[Image point grounding data]

- - - - -

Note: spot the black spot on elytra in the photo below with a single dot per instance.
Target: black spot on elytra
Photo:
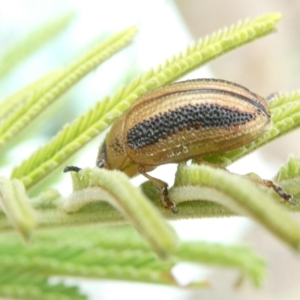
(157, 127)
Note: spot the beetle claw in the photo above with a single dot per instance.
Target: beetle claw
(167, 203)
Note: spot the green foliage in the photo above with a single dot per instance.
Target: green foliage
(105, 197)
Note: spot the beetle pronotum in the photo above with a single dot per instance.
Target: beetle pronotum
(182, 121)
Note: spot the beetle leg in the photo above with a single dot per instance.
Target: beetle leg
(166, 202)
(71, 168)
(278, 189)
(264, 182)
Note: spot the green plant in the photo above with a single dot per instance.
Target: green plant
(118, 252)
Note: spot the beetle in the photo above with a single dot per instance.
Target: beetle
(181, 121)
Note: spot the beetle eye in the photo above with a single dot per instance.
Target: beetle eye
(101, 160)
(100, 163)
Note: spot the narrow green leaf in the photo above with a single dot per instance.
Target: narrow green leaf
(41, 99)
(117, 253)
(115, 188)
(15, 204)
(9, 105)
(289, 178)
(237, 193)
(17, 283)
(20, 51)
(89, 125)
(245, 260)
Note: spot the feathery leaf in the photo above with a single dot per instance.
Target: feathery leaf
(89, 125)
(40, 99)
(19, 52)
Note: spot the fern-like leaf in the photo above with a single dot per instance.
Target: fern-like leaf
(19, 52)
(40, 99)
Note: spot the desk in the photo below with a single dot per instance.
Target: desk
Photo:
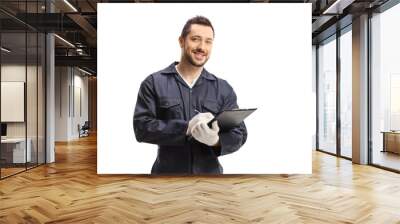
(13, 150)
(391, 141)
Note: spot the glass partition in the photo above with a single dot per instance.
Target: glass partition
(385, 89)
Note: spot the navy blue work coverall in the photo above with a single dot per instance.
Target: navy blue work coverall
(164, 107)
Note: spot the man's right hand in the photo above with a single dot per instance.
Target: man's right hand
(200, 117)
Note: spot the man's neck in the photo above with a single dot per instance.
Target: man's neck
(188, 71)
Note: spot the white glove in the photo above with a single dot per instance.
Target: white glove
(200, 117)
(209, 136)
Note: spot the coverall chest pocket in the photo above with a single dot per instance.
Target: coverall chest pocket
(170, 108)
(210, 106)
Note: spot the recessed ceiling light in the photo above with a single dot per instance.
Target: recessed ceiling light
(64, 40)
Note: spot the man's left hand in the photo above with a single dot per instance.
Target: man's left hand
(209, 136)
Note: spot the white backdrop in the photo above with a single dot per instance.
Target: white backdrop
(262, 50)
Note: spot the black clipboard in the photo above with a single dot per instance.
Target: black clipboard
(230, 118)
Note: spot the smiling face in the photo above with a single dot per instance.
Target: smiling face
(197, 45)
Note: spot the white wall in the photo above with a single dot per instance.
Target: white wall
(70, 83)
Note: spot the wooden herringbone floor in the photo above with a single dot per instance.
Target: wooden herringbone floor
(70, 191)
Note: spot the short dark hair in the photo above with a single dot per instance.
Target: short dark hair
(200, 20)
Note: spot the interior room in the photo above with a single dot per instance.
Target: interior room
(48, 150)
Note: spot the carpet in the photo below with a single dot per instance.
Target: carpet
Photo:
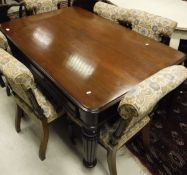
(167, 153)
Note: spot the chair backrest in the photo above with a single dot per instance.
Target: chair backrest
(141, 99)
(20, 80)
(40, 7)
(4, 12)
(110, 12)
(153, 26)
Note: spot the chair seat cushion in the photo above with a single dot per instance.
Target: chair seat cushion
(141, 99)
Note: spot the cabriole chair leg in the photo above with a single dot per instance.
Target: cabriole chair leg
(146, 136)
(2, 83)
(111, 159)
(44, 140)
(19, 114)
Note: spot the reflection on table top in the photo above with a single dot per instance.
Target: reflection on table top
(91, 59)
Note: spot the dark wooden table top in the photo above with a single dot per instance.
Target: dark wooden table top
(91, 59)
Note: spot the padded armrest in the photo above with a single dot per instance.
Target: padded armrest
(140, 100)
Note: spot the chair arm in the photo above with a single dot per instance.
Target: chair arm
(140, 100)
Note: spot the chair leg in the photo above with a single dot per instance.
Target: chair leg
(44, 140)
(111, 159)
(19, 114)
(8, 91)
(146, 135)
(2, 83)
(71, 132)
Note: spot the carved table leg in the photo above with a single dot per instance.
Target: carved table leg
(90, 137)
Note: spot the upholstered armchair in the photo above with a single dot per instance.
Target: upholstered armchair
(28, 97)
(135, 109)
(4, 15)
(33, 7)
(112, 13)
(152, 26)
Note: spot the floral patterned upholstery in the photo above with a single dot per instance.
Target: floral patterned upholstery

- - - - -

• **Required action**
The entries above should be reproduced exactly, without their pictures.

• **Result of the exercise**
Note: spot the black spot on elytra in the photo below with a single dot per instance.
Target: black spot on elytra
Photo:
(157, 127)
Note: spot the beetle claw in the photo above with a single dot per instance.
Target: beetle claw
(167, 203)
Note: spot the green foliage in the photo above with a single dot per instance.
Target: green foliage
(105, 197)
Note: spot the beetle pronotum in the photo above with a single dot per instance.
Target: beetle pronotum
(182, 121)
Note: spot the beetle leg in the photo above with a single dot per instance.
Target: beetle leg
(166, 202)
(71, 168)
(278, 189)
(264, 182)
Note: spot the green plant in the photo above with a single dot per instance.
Target: green plant
(118, 252)
Note: spot the beetle in the photo above with a single dot per instance.
Target: beetle
(181, 121)
Note: spot the beetle eye in the photo above with a single dot per instance.
Target: beetle eye
(101, 160)
(100, 163)
Note: spot the narrow green leaf in the photo above with a single dot per instance.
Target: narrow green leaf
(41, 99)
(117, 253)
(115, 188)
(15, 204)
(9, 105)
(289, 178)
(237, 193)
(17, 283)
(20, 51)
(89, 125)
(245, 260)
Note: spot the feathery leaf in the photo above with a single dot per instance.
Target: feathery leaf
(89, 125)
(40, 99)
(19, 52)
Note: spot the fern-like leaf in the photo above with a single dot per instance.
Target: fern-like leaf
(19, 52)
(40, 99)
Note: spot the desk in the photo below with a single dot per instance.
Target: desk
Photo:
(13, 150)
(391, 141)
Note: spot the glass partition in the photo above with a single dot per instance.
Target: glass partition
(385, 89)
Note: spot the navy blue work coverall in the photo above with a single dot per instance.
Target: navy blue work coverall
(164, 107)
Note: spot the man's right hand in the photo above with a single dot per instance.
Target: man's right hand
(200, 117)
Note: spot the man's neck in the photo above with a single dot per instance.
Target: man's neck
(188, 71)
Note: spot the white glove in the photo above with a single dot per instance.
Target: white glove
(200, 117)
(209, 136)
Note: spot the coverall chest pocket in the photo above with a single dot per instance.
Target: coverall chest pocket
(170, 108)
(210, 106)
Note: spot the recessed ceiling light in the photo above with a single dot per instance.
Target: recessed ceiling light
(64, 40)
Note: spot the man's left hand in the photo above with a single dot per instance.
Target: man's left hand
(209, 136)
Note: spot the white backdrop in the photo above with a single dot per instance.
Target: white backdrop
(262, 50)
Note: spot the black clipboard in the photo above with a single dot per instance.
Target: black clipboard
(230, 118)
Note: spot the smiling face in the photo above with a single dot per instance.
Target: smiling face
(197, 45)
Note: spot the white wall in the photo above with a single dot per instance.
Target: white wall
(70, 83)
Note: spot the wooden herringbone floor in the photo above with a single dot per instance.
Target: wooden herringbone floor
(70, 191)
Note: spot the short dark hair in the photo above with a single dot per instance.
Target: short dark hair
(200, 20)
Note: spot the interior room in the photo above with a single dot per instance.
Target: interior room
(48, 150)
Note: spot the carpet in the photo below with a single dot per instance.
Target: carpet
Photo:
(167, 153)
Note: spot the chair backrest in the photo above with a single dot per instance.
Target: chair backrest
(141, 99)
(20, 80)
(40, 7)
(4, 12)
(110, 12)
(153, 26)
Note: spot the chair seat cushion in the photo above with a single dot per instance.
Target: chair seat cushion
(141, 99)
Note: spot the cabriole chair leg in the photo above with a single dot per instance.
Target: cabriole chair leg
(146, 136)
(2, 83)
(111, 159)
(44, 140)
(19, 114)
Note: spot the reflection on table top in the photo above with a single dot per instance.
Target: reflection on table top
(91, 59)
Note: spot the dark wooden table top in the photo above with a single dot per instance.
Target: dark wooden table top
(91, 59)
Note: spot the padded armrest in the photo above with a single dot per instance.
Target: padded armrest
(140, 100)
Note: spot the chair arm in the photo above with a single dot per instance.
Target: chair arm
(140, 100)
Note: spot the chair leg in the photo above with a single dot per instance.
Target: chair leg
(44, 140)
(111, 159)
(19, 114)
(8, 91)
(146, 135)
(2, 83)
(71, 132)
Note: spot the carved table leg in the photo above with a single dot per instance.
Target: carved table leg
(90, 137)
Note: spot the upholstered armchair in the photo above with a single dot per instance.
Target: upholstered armchair
(28, 97)
(135, 109)
(4, 15)
(33, 7)
(112, 13)
(152, 26)
Note: spot the floral patterned upholstery in the photo above with a single dot per instance.
Target: floral patterned upholstery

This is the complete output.